>> START EXCERPTED PASSAGE

Monday, July 15, 2013

Was Giving the i3 Only 4 Seats an "Unforced Error"?

This i3 spy shot clearly shows a plastic tray separating the two rear seats.
The i3 is going to only have 4 seats. That was something that has pretty much been an accepted fact since BMW first announced the "Megacity" vehicle would go into production. However now that we are on the verge of the official unveiling later this month some people are starting to ask why not make it seat five?

The i3 concept coupe rear seats
I've seen both the original i3 concept and the i3 concept coupe in person and they both appear wide enough to accommodate three people back there. Add the fact that there is no transmission tunnel to get in the way of the middle passengers feet and one does start to wonder about it. Over in the Facebook i3 group, Anton Wahlman, a contributor to The Street likened BMW's decision to make the i3 only seat four an "unforced error" since it would appear the car could accommodate three in the rear seat if only BMW had wanted it to. Anton said:
If you can't fit 3 people in the rear seat, it will significantly reduce the propensity of a Volt owner to switch. If this is true, it would be an unforced error in terms of understanding the (American) consumer." He also said:
The #1 reason I hear people aren't buying the Volt is the lack of seating for 5. Not the ONLY reason, but the single most frequent one. GM knows this, so the Volt 2.0 (2015 model, launched in 2014) will fit 3 people in the back seat."
Anton is speaking from experience, he drives a Volt. He makes a very good point about a Volt owner switching to an i3. 

Both the Chevy Volt and the Nissan LEAF launched in December of 2010. So anyone that was an early adopter and rushed out to get one of the first Volts or LEAFs took delivery in the end of 2010 to the beginning of 2011. Many of these people took the attractive 3 year lease options offered and guess when all those leases are expiring? Yep, pretty much exactly when the i3 will be launching. The i3 is the perfect next step for existing Volt and LEAF owners because it offers more electric range plus a range extender, a combination no other EV does. I have personally received dozens of messages and emails from people in this position wanting to know if I had inside information about the exact launch date because they want to transition directly from their LEAF or Volt into an i3 but don't know if the i3 will be available when their lease expires.

>> END EXCERPTED PASSAGE

### [PROBLEMS AND TASKS]
(A) Turn the records into a JSON list of strings with one string per line and blank lines omitted, beginning at the line that contains "Mark the van front" and ending with the last line of the records.
(B) Carry on the post about the BMW i3's rear seating from the point where it stops.
The post about the BMW i3's rear seating and the records have no connection to each other.

>> START GIVEN INFORMATION

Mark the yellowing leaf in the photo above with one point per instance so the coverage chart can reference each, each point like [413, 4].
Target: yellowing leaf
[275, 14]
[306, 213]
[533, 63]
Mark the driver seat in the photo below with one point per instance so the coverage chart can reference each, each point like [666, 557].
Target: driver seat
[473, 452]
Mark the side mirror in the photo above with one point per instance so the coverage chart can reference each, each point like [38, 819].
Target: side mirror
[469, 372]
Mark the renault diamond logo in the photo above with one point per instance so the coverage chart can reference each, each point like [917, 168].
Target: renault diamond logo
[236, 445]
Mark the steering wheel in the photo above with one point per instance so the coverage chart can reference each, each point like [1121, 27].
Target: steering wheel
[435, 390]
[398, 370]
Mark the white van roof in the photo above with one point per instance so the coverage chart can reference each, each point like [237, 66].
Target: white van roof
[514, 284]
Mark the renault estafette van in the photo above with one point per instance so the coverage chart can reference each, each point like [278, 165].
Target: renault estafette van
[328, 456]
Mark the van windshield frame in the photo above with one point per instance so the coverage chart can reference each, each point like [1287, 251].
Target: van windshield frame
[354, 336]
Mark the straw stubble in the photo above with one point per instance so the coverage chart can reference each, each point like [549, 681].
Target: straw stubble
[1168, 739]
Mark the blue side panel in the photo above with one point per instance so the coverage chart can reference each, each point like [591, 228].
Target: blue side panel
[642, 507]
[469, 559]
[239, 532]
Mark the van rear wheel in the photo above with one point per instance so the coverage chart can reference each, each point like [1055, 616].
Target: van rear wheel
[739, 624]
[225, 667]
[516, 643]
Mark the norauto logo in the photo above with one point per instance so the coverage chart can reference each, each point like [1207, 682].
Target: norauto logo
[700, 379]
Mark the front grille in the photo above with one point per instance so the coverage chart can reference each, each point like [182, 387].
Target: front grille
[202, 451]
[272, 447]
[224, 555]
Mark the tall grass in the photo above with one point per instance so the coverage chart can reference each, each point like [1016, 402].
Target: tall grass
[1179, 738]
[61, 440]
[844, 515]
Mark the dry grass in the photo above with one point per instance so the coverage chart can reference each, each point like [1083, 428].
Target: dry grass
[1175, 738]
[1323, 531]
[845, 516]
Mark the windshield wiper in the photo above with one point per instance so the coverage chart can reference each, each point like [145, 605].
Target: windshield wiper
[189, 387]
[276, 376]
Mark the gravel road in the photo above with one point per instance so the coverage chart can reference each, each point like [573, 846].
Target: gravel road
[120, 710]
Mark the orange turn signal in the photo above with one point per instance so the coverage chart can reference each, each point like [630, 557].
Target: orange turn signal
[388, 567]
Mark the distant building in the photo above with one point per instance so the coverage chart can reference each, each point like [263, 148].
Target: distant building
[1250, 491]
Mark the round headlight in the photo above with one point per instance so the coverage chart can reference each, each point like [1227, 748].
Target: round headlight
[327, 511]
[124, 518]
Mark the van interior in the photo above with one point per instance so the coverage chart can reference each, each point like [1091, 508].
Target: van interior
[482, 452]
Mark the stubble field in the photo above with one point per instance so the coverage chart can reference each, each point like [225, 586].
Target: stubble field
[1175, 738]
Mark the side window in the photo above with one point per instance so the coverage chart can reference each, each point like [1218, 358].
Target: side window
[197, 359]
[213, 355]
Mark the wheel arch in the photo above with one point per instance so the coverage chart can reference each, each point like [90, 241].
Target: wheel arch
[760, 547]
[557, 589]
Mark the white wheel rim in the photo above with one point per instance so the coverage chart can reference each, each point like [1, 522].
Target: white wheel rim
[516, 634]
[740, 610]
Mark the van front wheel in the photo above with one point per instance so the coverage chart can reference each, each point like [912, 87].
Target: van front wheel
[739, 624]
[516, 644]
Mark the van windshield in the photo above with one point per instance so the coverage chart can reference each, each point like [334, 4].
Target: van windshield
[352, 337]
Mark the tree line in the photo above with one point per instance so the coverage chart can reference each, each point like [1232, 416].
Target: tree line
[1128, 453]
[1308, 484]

>> END GIVEN INFORMATION

### [ANSWERS FOR THE EXERCISE]
(A)
[
  "Mark the van front wheel in the photo above with one point per instance so the coverage chart can reference each, each point like [912, 87].",
  "Target: van front wheel",
  "[739, 624]",
  "[516, 644]",
  "Mark the van windshield in the photo above with one point per instance so the coverage chart can reference each, each point like [334, 4].",
  "Target: van windshield",
  "[352, 337]",
  "Mark the tree line in the photo above with one point per instance so the coverage chart can reference each, each point like [1232, 416].",
  "Target: tree line",
  "[1128, 453]",
  "[1308, 484]"
]

(B)
The original concept had rear bucket seats

As Anton mentioned, it's rumored that Chevy is going to make a 5 seat Volt for the 2015 model. If so, they will sell both a 4 seat Volt and a 5 Seat Volt when the redesigned Volt 2.0 is released later next year. So apparently the Volts lack of a 5th seat was a significant issue, enough for GM to redesign the battery tunnel to allow for a center rear seat. Since the i3 doesn't have a battery tunnel in the first place, and appears to be about as wide as a Volt there must be other reasons BMW elected to make the back seat only for two passengers. Weight considerations could be the main culprit I suspect but regulatory issues and crash test ratings could be possible reasons also. We know how hard BMW worked to keep the i3 weight as low as possible, shedding every pound that wasn't absolutely essential. A lot more goes into adding the third seat than simply adding an extra seatbelt. The suspension would also need to be modified which would add weight and make for a stiffer ride. I wonder if BMW will do what they did with the MINI Countryman and offer a third seat option at a later date if this becomes a bigger issue than they expect. 

Taking all that into consideration, BMW still hasn't revealed the exact width of the production i3. They did reveal the length in the recent press release which surprisingly will be 6 inches longer than the original i3 concept was. The original concept was 151.4" and the production i3 will be 157.4". It will be interesting to see what the width actually is. If it's wider than 67" (which is about what a 5 passenger Honda Fit is at 66.7") then I may agree with Anton about it being an unforced error unless BMW gives a proper explanation why adding the fifth seat would not have been a good idea. I'm sure offering the i3 as a 5 passenger vehicle compared to a 4 passenger vehicle would open it up to a much broader audience of perspective buyers. After all, virtually all of the top selling passenger cars in the US are 5 passenger vehicles for a reason. 
This is probably the best interior picture of an i3 available. You can see it appears there is plenty of rear legroom


  1. Seating three in the back would be a huge bonus. There had to be a legitimate reason they didn't do it. It will cost them sales. Small cars like the Honda Civic, Ford Focus and Honda Fit as you mentioned all seat 5. Even the tiny Toyota Yaris hatchback seats 5.

  2. BMW had this in the X6 and a rail system in the MINI Countryman, both cars also have bench seat options. I wonder if this is a cost cutting measure like the non LED headlights to bring the base price down and then can be added as an option later.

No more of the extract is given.